## Исходный отрывок
......

Но кто эти люди, что следили за блогом «8 пассажиров»? Тут важно заметить, что все действия происходят в Юте. Это один из самых консервативных и религиозных штатов Америки. Около 60 % населения – мормоны. В последние несколько лет и в США заметен рост популярности темы традиционализма. Видео каноничной мормонской жены, стоящей у плиты за приготовлением домашнего хлеба, держа при этом на руках младенца, набирают миллионы просмотров. Вероятно, такая заинтересованность – это ответная реакция общества на политическую борьбу внутри страны. Две правящие партии демонстрируют полярные крайности, стараясь «перекричать друг друга». Нынешние тенденции – всего лишь ответ на крайне левую политику, проводимую демократической партией. Иными словами, у американского общества появилась закономерная потребность в противоположном, как в ощущении нового.

......

## Предоставленные данные

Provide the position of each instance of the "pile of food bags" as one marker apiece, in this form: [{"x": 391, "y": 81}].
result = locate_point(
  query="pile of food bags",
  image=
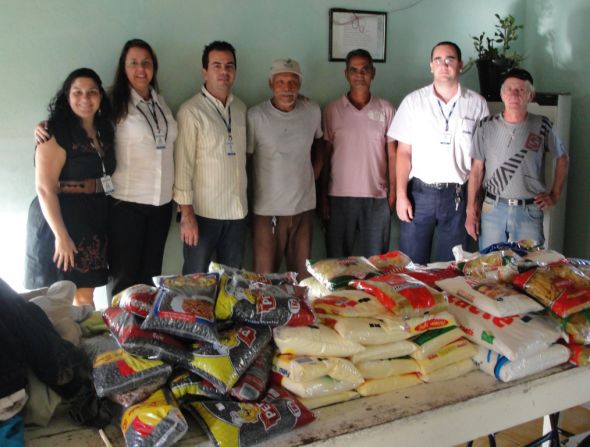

......

Продолжите, пожалуйста, отрывок о блоге «8 пассажиров» и традиционализме в Юте с того места, где он заканчивается. Строки для работы не понадобятся.

Именно консервативная среда, нежели сама религия, в большей мере повлияла на взгляды и цели Руби. Нам известно, что еще до совершеннолетия она грезила идеей материнства. Мечтала о большой семье, соблюдающей каноны мормонства. Итак, все дети Руби рождены с разницей в два года. При этом между каждой новой беременностью она переживала выкидыши. Это довольно тяжелый труд и огромный стресс как для организма, так и для психики матери. Что еще раз доказывает идею о том, как черты психического заболевания становятся частью характера человека. В данном случае речь об неутолимом упорстве Руби.
Отчасти эта же ее черта определила выбор пути религии при воспитании. Простые и понятные инструкции, прописанные в священных писаниях, «что можно делать» и «что нельзя», помогли закрепить ей в себе свою идею. Они сформировали ее образ «святой мученицы», что исцеляет своих «неблагодарных» детей. К тому же религия позволяла ей аргументировать свои действия перед детьми и близкими. Разумеется, искажая писания в свою пользу.
Со временем одной религии стало мало. Вместе с напарницей, Джоди Хильдербрандт, они создали секту. На тот момент перед камерой были лишь они, без детей, но все так же проповедуя «истины». Среди них были советы вроде воспитания детей голодом или телесными наказаниями, чтобы те учились благодарности.
Возвращаясь к вопросу о наличии у Руби гистрионного расстройства, доказательным можно считать и то, как люди с ним легко поддаются внушению. Вероятно, также в поисках подтверждения собственного величия и праведности она попала под влияние Джоди. Вскоре они стали «воспитывать» детей совместно.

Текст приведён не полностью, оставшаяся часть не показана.